| What to produce |
If a line in the listing below includes the word "long", pick it out.

| Supplied entries |
○ ○ ○ ○

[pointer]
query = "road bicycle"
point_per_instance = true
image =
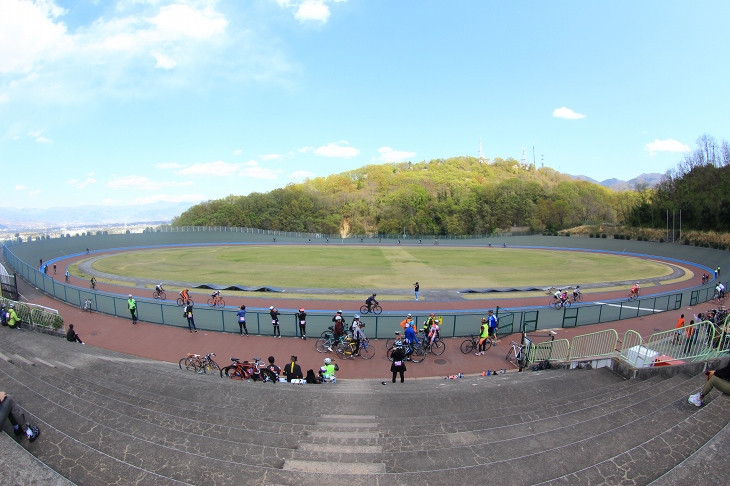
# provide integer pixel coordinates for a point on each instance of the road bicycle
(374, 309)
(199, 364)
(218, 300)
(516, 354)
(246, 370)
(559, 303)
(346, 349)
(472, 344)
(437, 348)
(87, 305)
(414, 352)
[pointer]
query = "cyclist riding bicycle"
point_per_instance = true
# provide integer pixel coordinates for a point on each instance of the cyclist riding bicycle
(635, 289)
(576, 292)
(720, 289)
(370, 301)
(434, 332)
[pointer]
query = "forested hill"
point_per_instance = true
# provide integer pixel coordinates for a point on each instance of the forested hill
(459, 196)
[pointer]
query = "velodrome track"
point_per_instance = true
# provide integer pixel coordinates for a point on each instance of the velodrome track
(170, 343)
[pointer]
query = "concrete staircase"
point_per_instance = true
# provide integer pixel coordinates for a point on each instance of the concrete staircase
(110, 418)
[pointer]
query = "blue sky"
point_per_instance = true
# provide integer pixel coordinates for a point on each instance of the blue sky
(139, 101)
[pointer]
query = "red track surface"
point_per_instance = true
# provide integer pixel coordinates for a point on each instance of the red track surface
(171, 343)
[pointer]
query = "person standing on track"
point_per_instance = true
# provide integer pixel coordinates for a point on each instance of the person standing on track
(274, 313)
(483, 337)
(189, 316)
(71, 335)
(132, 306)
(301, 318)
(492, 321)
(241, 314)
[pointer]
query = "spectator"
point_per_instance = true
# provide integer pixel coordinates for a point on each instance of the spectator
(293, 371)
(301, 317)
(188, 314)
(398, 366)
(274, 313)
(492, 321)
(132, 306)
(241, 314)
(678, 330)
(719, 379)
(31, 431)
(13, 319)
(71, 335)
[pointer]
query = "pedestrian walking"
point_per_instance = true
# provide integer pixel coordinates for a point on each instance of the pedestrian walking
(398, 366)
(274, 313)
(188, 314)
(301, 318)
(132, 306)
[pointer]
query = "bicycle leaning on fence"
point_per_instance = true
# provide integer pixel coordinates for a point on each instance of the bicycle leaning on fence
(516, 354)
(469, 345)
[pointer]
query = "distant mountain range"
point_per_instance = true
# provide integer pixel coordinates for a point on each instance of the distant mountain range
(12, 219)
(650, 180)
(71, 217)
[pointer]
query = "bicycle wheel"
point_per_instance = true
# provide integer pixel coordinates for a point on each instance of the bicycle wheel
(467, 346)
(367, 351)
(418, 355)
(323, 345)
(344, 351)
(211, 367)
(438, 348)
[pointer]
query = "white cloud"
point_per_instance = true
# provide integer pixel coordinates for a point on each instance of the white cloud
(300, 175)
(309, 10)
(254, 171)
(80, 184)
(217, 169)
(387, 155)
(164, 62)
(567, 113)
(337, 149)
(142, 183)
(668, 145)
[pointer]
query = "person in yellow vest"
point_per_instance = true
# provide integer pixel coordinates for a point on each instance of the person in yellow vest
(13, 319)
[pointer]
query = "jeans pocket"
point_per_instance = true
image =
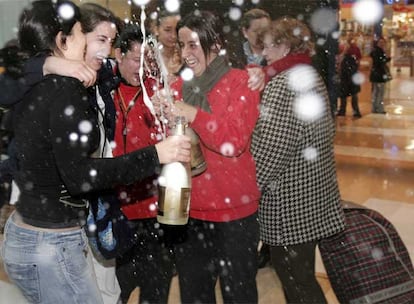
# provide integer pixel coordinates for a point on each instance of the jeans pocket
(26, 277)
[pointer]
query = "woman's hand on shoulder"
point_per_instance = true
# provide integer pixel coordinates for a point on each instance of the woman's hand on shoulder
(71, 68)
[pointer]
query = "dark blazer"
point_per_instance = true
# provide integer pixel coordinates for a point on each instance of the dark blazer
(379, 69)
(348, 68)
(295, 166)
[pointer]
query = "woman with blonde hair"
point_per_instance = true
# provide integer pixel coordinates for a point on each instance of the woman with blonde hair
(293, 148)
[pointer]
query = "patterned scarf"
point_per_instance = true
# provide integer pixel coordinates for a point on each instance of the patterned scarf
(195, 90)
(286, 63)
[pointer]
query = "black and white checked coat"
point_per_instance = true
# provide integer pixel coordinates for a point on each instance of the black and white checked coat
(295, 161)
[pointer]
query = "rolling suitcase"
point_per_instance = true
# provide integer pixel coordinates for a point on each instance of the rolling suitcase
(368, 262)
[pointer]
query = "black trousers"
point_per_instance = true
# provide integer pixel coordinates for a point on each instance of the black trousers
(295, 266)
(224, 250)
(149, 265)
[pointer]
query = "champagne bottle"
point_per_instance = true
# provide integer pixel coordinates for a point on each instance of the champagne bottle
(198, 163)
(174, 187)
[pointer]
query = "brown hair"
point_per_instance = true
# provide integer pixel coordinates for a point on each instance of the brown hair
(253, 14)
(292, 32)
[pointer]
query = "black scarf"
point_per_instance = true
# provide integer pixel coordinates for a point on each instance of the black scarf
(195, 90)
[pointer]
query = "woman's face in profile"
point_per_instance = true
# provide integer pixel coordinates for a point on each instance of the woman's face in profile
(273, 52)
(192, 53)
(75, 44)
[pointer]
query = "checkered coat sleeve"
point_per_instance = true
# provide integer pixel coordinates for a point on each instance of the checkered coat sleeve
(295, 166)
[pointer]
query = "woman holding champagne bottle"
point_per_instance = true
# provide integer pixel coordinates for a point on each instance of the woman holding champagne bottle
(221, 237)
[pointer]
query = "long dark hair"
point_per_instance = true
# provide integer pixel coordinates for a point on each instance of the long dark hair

○ ○ ○ ○

| Solution to the exercise |
query = "long dark hair"
# provide integer pixel coordinates for a point on each instance of the long dark hair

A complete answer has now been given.